Set task =>
In the essay on novel endings below, reproduce the passage from "I have actually" to "in that world.", changing "dashboard" to "back seat".

Source excerpt =>

I am so intrigued by the question of "How's it going to end?" that if I am reading a novel, and due to work, family, or TV obsession am having a slow go of it, I will flip ahead to the end just so that my curiosity is satisfied. Like Harry in When Harry Met Sally, I read ahead to the last page so that, if I die before I get to the last chapter, I will know how it ends. That, my friends, is a dark side.
Recently, a co-worker stopped down in the library and started talking about her favorite book of all time with one of my students. It turns out this teacher's favorite novel is one of my own favorites, A Prayer for Owen Meany. I love this book so much that I've been tempted to use it as a barometer for friendship; if you have read and loved this book, you and I would probably go together like peas and carrots. If you read it and hated it...well, you and I are just not destined for BFF-dom.
We started talking about the ending of that novel, and how beautiful it is. I don't want to spoil it for anyone. I will say that it's Dickensian; all the pieces are wrapped up in a surprising and tear-inducing package, and the final lines rival the famous ending of A Tale of Two Cities (don't judge me for my love of the melodrama of Dickens.) If I could choose how I exit this world, I would choose a Dickens or John Irving-crafted ending where all of the loose ends of my life are tied up, all my questions get answered, and that minor character who popped up randomly in chapter 12 is explained as a long lost father or brother or as the dastardly villain who is finally going to come to justice.
A terrific ending can make a so-so story memorable and outstanding; a bad ending can cause mild-mannered librarians-to-be throw a book across a room in disgust and anger.
I have actually done that a few times in my life. As a high-schooler, I felt cheated by the endings to certain well-loved books that frequently get cited as some of the best novels of all time (cough grapesofwrath cough.) Sometimes these endings seem better on a second reading. I threw Catcher in the Rye against the dashboard of my friend's Escort after completing it during a college visit senior year; when I was forced to revisit it for 20th century American lit in college, I could so much better appreciate a bleak ending that I viewed as a cheat when I was younger and less world-weary. I've been told I would like the ending to another novel I hated in high school (see the above cough) if I re-read it as an adult. But to get to the ending I have to get through the rest of that novel, and I am just not sure I want to go spend a month back in that world.

Records supplied =>
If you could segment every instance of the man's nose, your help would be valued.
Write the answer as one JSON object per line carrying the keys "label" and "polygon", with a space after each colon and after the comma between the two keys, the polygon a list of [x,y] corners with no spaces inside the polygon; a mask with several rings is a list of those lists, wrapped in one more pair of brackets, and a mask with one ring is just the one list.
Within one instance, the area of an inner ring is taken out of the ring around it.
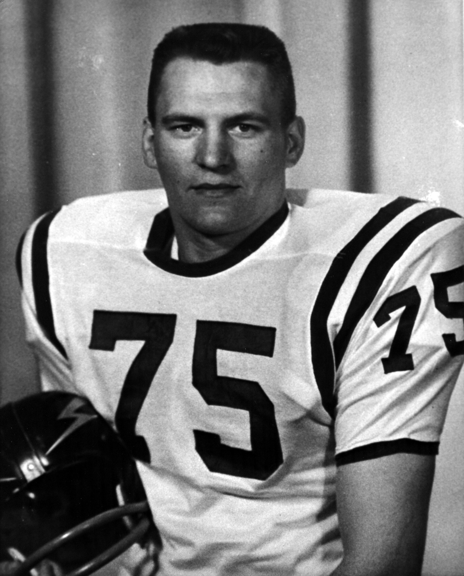
{"label": "man's nose", "polygon": [[233,163],[231,146],[227,132],[205,130],[197,141],[195,160],[199,166],[208,170],[227,170]]}

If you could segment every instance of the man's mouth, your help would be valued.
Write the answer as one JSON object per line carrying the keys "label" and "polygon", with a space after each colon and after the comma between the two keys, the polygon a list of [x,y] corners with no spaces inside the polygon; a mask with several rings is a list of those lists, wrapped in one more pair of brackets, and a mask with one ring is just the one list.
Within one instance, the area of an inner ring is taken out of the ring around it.
{"label": "man's mouth", "polygon": [[217,184],[201,182],[195,186],[191,187],[196,192],[203,192],[207,196],[220,196],[222,194],[229,194],[239,187],[237,184],[230,184],[227,182],[220,182]]}

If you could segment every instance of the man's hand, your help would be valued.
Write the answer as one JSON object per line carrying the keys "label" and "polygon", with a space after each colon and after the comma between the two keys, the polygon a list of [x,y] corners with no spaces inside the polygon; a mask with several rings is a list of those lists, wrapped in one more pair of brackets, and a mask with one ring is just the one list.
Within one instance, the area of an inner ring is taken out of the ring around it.
{"label": "man's hand", "polygon": [[332,576],[419,576],[435,457],[394,454],[337,471],[343,560]]}
{"label": "man's hand", "polygon": [[[20,566],[21,562],[14,560],[0,562],[0,576],[12,576]],[[50,560],[43,560],[33,570],[37,576],[64,576],[64,574],[58,564]]]}

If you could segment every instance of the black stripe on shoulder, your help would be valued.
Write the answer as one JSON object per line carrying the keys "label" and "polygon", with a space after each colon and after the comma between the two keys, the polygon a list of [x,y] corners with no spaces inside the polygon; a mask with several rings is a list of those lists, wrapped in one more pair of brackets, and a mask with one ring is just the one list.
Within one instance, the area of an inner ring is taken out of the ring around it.
{"label": "black stripe on shoulder", "polygon": [[389,240],[369,263],[349,303],[343,324],[334,339],[335,366],[340,366],[358,323],[371,305],[385,276],[414,240],[439,222],[459,214],[446,208],[432,208],[417,216]]}
{"label": "black stripe on shoulder", "polygon": [[353,262],[367,244],[399,214],[419,200],[400,197],[383,206],[339,252],[321,285],[311,314],[311,349],[314,377],[322,405],[333,418],[334,362],[327,320]]}
{"label": "black stripe on shoulder", "polygon": [[47,259],[48,229],[59,210],[49,212],[37,225],[32,238],[32,287],[37,318],[48,339],[59,352],[67,358],[64,348],[56,337],[50,292]]}
{"label": "black stripe on shoulder", "polygon": [[21,287],[22,287],[22,266],[21,263],[21,256],[22,255],[22,245],[24,244],[24,238],[26,237],[26,233],[23,232],[22,235],[18,242],[18,247],[16,248],[16,256],[15,257],[15,263],[16,264],[16,274],[18,275],[18,279],[20,281]]}
{"label": "black stripe on shoulder", "polygon": [[335,462],[337,466],[343,466],[344,464],[371,460],[374,458],[389,456],[401,452],[434,456],[438,454],[438,442],[420,442],[409,438],[388,442],[376,442],[367,446],[360,446],[346,452],[341,452],[336,456]]}

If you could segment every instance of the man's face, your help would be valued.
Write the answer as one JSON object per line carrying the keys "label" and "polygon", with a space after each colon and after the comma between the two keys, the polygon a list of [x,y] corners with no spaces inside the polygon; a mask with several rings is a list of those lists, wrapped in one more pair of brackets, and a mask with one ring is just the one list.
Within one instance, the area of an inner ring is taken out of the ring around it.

Task response =>
I have actually done that a few times in my life. As a high-schooler, I felt cheated by the endings to certain well-loved books that frequently get cited as some of the best novels of all time (cough grapesofwrath cough.) Sometimes these endings seem better on a second reading. I threw Catcher in the Rye against the back seat of my friend's Escort after completing it during a college visit senior year; when I was forced to revisit it for 20th century American lit in college, I could so much better appreciate a bleak ending that I viewed as a cheat when I was younger and less world-weary. I've been told I would like the ending to another novel I hated in high school (see the above cough) if I re-read it as an adult. But to get to the ending I have to get through the rest of that novel, and I am just not sure I want to go spend a month back in that world.